* The input

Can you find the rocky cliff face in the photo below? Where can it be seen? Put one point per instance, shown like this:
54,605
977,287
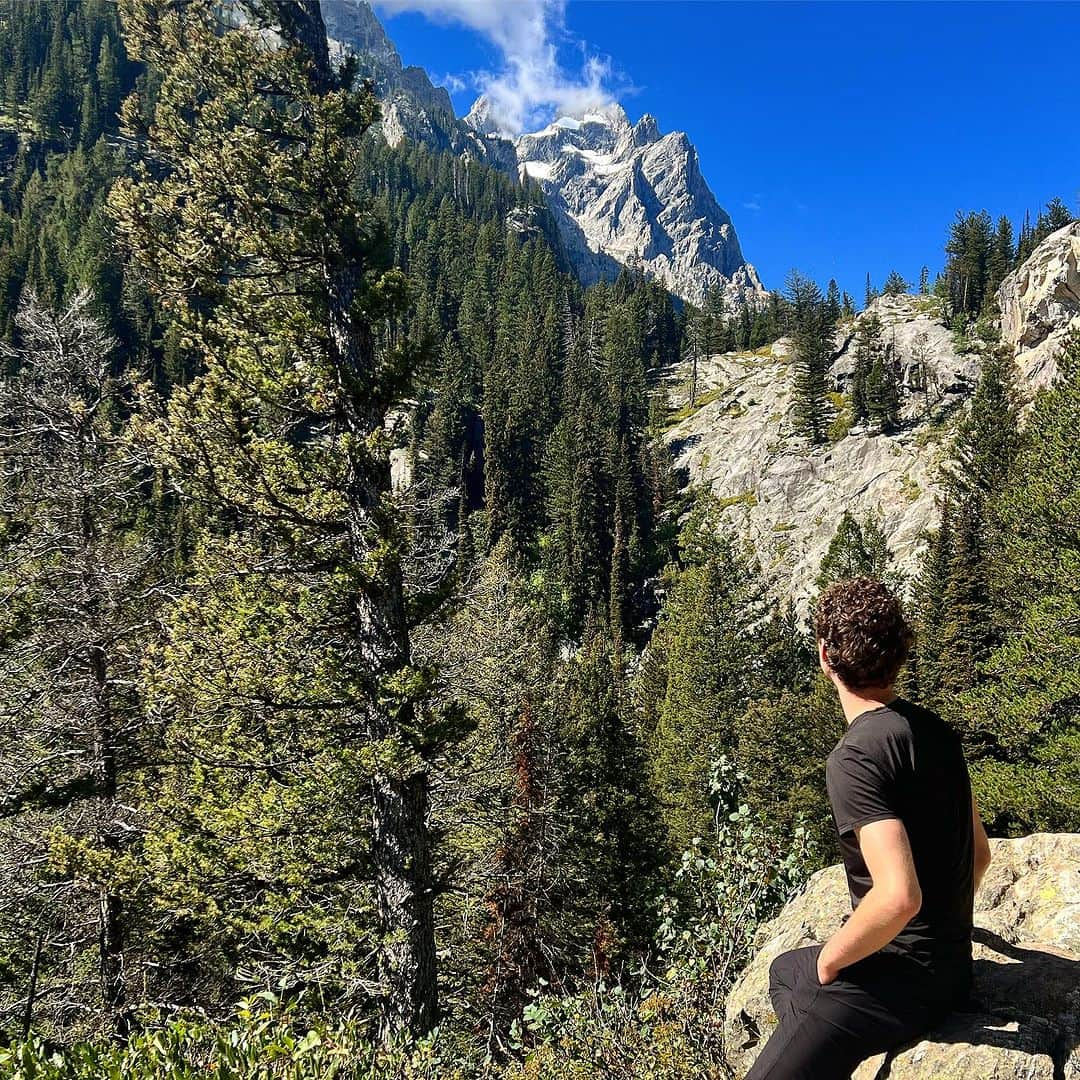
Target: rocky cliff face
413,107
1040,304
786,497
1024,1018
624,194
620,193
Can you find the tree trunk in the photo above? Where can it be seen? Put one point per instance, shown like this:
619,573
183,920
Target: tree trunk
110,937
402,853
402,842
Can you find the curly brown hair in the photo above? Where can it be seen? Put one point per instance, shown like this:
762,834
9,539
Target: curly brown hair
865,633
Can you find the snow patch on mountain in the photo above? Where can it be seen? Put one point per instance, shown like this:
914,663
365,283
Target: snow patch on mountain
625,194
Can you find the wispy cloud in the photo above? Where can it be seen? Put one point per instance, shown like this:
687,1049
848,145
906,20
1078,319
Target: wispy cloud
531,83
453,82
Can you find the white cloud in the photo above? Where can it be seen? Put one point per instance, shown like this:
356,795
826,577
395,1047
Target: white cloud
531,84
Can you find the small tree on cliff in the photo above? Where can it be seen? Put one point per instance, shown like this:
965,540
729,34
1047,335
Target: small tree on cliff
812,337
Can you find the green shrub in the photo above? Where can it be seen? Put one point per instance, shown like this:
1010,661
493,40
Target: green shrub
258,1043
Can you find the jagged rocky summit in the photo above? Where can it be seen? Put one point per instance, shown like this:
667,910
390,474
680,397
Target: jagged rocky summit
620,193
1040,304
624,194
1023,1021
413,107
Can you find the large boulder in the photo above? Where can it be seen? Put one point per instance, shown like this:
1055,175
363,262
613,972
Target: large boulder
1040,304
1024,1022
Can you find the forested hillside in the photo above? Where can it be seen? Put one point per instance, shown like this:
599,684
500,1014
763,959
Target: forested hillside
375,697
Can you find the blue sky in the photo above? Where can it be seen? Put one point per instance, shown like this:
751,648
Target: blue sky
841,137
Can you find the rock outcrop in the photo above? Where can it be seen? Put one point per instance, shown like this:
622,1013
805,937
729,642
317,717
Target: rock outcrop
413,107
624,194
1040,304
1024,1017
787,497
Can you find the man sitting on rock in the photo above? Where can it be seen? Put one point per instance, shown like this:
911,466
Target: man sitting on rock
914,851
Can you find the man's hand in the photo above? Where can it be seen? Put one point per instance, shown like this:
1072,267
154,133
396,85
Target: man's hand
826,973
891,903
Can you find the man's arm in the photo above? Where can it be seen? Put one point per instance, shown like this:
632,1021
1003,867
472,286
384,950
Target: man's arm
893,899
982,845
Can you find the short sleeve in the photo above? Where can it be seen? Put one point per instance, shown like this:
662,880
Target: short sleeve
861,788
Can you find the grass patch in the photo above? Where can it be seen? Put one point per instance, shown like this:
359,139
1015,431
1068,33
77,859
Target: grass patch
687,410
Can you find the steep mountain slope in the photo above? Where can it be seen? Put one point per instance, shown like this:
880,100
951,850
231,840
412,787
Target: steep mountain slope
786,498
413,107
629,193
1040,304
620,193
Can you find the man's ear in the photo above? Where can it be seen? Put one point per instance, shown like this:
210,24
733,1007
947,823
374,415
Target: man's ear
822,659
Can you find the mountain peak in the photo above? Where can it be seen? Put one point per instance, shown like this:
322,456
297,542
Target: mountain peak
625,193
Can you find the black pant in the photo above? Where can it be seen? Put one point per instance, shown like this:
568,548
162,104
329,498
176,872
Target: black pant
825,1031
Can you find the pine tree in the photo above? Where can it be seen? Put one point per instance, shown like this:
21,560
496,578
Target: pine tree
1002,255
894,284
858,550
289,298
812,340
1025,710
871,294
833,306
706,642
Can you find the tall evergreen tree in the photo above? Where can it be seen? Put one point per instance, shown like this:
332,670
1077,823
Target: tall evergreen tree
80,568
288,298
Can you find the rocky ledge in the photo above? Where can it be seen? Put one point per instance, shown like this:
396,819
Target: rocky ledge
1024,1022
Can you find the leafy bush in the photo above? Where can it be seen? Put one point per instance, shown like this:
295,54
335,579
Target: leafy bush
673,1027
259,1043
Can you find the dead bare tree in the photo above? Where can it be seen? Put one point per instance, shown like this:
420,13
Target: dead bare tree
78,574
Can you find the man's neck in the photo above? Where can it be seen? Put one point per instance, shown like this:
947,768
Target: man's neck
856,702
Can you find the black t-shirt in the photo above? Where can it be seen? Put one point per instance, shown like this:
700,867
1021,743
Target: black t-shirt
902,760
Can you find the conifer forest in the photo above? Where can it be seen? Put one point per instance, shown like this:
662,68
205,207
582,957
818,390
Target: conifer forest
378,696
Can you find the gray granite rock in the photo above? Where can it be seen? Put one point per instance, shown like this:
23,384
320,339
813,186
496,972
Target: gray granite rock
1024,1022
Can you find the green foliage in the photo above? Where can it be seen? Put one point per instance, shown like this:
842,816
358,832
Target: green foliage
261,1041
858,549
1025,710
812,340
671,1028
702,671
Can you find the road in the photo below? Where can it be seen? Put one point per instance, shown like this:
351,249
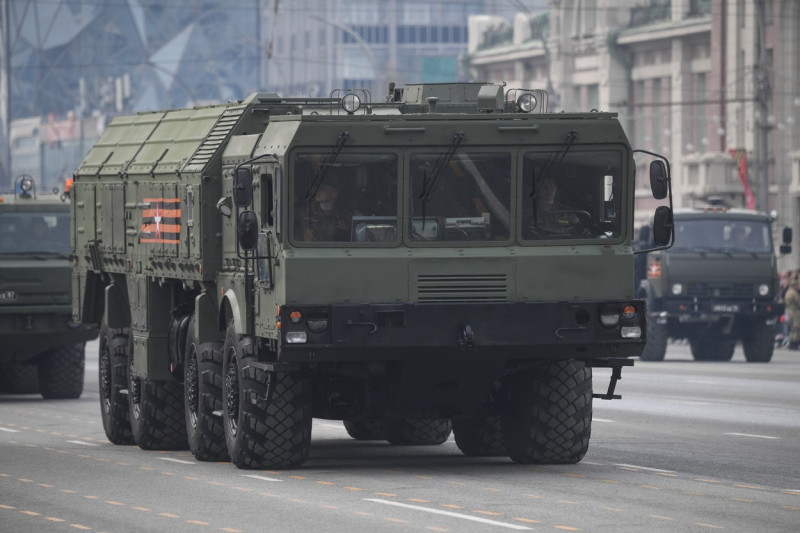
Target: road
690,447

* What you are asked to do
Copy every line of the data that holds the string "below".

* Solution
Can you find the rocky cliff face in the photo below? Where can it be seen? Put one point per instance, shown like this:
Can you find the road in the photo below? Where can it be seen? Put one point per instance, shown like this:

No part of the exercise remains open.